Your answer should be one number: the count of lines in these entries that hold the word "clicks".

== == ==

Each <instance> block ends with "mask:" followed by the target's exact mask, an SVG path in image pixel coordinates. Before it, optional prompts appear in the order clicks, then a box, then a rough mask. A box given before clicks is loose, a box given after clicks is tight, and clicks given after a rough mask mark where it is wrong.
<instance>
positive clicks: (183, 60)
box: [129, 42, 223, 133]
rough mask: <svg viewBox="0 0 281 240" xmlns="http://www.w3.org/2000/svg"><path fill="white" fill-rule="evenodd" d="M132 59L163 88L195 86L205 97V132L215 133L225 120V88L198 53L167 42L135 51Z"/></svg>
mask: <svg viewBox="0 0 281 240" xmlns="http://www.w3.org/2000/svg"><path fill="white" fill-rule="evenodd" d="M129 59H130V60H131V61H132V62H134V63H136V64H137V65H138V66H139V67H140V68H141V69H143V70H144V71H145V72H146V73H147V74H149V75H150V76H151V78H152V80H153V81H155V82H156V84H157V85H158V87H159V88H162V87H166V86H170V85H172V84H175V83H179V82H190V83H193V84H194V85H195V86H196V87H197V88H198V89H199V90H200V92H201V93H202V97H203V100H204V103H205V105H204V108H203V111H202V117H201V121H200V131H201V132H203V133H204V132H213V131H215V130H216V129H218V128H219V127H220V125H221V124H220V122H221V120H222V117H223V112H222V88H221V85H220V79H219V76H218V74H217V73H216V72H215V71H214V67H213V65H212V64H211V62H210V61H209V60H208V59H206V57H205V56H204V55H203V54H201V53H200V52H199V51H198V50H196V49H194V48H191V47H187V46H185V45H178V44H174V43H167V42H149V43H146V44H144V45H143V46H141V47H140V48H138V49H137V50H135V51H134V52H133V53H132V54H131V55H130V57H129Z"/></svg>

== == ==

> **Answer to the exercise**
2